• _Work order_
From the records below, take each line where the string "building" shows up and copy it.

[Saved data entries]
--------------------------------
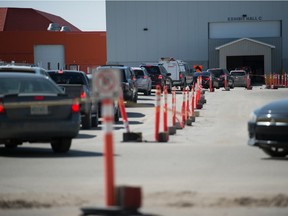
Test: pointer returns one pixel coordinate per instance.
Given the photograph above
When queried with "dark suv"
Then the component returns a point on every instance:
(128, 78)
(219, 77)
(159, 75)
(76, 85)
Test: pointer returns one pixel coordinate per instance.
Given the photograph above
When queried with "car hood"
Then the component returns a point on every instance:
(275, 107)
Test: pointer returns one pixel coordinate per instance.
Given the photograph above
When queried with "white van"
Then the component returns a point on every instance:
(181, 73)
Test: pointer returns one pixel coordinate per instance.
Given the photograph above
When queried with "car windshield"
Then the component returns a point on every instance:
(153, 69)
(139, 73)
(10, 85)
(67, 78)
(240, 73)
(217, 73)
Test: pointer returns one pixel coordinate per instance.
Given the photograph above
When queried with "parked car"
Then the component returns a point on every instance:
(268, 126)
(205, 78)
(181, 72)
(143, 80)
(35, 109)
(240, 77)
(159, 75)
(23, 69)
(115, 104)
(76, 85)
(219, 74)
(128, 78)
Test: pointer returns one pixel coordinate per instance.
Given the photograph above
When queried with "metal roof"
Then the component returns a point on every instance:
(28, 19)
(242, 39)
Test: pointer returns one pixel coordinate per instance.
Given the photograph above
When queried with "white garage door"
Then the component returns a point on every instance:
(49, 56)
(245, 29)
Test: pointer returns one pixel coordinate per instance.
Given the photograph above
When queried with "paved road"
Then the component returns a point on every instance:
(204, 169)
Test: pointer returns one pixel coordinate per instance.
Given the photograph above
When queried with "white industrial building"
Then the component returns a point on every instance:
(225, 34)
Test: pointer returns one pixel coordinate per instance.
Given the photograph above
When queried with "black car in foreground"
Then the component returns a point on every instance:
(219, 74)
(205, 78)
(35, 109)
(76, 85)
(268, 128)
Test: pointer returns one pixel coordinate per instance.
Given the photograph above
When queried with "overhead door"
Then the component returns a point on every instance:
(51, 57)
(245, 29)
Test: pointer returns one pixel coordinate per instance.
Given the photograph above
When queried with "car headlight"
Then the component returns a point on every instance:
(253, 117)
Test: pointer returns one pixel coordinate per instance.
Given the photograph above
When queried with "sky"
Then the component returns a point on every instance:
(86, 15)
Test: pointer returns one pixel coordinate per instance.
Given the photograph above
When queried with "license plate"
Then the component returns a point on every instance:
(39, 110)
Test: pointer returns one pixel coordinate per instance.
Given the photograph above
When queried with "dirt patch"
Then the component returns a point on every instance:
(279, 200)
(186, 199)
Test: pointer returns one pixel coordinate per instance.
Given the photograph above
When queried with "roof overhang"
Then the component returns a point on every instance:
(243, 39)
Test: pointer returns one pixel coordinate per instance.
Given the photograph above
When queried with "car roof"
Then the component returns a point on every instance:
(151, 64)
(20, 67)
(65, 71)
(137, 68)
(114, 66)
(238, 71)
(23, 75)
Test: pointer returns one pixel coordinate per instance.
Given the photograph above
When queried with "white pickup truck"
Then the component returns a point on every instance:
(181, 72)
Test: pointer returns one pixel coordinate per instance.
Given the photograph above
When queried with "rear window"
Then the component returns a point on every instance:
(11, 70)
(238, 73)
(67, 78)
(217, 73)
(10, 85)
(152, 69)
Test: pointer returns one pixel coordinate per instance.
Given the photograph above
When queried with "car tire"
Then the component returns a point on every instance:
(86, 121)
(117, 115)
(135, 98)
(275, 152)
(146, 92)
(95, 120)
(169, 88)
(11, 146)
(61, 145)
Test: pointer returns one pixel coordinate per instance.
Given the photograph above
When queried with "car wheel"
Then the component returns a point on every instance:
(146, 92)
(117, 115)
(95, 120)
(87, 121)
(61, 145)
(11, 146)
(276, 152)
(135, 98)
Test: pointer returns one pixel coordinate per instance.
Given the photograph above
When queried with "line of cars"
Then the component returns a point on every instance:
(235, 78)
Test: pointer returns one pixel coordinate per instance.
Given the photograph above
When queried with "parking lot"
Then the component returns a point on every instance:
(204, 169)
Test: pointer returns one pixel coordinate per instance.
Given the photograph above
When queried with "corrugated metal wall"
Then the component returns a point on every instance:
(181, 29)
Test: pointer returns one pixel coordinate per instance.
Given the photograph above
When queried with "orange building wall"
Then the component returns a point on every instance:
(86, 49)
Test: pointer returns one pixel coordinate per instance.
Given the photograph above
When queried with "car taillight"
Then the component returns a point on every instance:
(75, 106)
(2, 110)
(83, 95)
(39, 98)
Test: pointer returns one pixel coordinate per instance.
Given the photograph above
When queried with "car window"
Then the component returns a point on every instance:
(217, 73)
(67, 78)
(238, 73)
(10, 85)
(153, 69)
(139, 73)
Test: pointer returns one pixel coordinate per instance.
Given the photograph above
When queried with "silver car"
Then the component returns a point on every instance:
(35, 109)
(240, 77)
(143, 80)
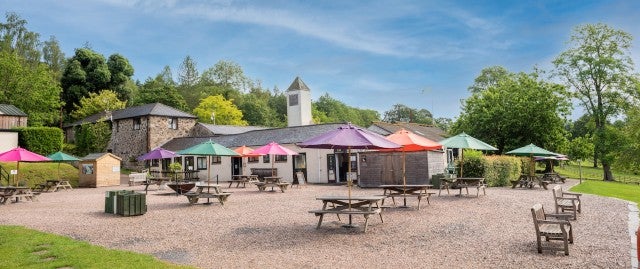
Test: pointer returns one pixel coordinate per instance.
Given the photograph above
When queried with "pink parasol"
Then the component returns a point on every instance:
(273, 148)
(21, 155)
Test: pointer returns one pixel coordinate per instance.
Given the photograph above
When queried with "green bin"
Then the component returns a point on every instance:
(131, 204)
(125, 203)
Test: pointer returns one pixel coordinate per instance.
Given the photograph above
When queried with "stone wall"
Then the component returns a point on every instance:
(154, 131)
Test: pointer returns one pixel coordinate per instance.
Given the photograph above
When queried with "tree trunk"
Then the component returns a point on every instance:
(606, 168)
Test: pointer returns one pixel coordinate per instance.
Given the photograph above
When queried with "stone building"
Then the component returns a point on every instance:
(138, 130)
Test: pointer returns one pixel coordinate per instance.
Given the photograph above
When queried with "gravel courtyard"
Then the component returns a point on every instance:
(272, 229)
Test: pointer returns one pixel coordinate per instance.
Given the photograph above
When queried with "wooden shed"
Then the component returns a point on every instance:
(11, 116)
(99, 170)
(385, 168)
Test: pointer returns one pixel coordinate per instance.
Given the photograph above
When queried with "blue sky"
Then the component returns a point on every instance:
(368, 54)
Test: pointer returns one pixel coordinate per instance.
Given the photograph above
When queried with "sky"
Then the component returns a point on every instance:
(367, 54)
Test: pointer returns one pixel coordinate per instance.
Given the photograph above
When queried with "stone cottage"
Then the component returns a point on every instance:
(138, 130)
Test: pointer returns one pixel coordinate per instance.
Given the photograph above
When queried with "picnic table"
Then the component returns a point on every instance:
(354, 205)
(404, 191)
(207, 191)
(529, 181)
(471, 182)
(272, 182)
(242, 179)
(18, 193)
(52, 185)
(159, 181)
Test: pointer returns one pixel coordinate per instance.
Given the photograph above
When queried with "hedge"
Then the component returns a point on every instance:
(41, 140)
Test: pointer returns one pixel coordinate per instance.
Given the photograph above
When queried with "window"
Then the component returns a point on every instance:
(201, 163)
(173, 123)
(293, 100)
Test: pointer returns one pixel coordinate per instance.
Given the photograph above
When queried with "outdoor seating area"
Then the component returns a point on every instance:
(491, 232)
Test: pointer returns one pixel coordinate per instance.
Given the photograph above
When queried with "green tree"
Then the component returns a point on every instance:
(520, 109)
(227, 75)
(106, 100)
(403, 113)
(92, 137)
(161, 91)
(53, 56)
(121, 72)
(597, 67)
(222, 111)
(85, 72)
(33, 89)
(16, 38)
(188, 82)
(489, 77)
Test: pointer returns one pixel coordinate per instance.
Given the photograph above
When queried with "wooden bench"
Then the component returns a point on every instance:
(567, 201)
(193, 197)
(406, 195)
(263, 186)
(338, 212)
(137, 178)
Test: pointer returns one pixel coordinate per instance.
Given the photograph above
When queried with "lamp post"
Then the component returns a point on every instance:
(580, 170)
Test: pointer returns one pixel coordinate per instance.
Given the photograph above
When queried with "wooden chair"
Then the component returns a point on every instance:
(566, 201)
(552, 229)
(446, 183)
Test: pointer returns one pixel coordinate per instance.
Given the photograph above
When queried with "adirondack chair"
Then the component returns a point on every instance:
(552, 227)
(566, 201)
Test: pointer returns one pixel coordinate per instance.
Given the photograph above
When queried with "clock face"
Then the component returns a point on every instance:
(293, 100)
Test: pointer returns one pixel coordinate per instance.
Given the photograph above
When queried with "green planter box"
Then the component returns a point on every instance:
(131, 204)
(125, 203)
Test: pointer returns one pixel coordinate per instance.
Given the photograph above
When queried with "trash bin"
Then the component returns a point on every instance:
(125, 203)
(131, 204)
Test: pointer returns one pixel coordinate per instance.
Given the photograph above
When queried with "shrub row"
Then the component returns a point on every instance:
(41, 140)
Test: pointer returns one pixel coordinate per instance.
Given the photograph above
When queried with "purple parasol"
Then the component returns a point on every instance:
(158, 153)
(349, 137)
--------------------------------
• _Written response_
When queried with "white industrial building"
When queried with "orange building wall"
When queried with "stone building"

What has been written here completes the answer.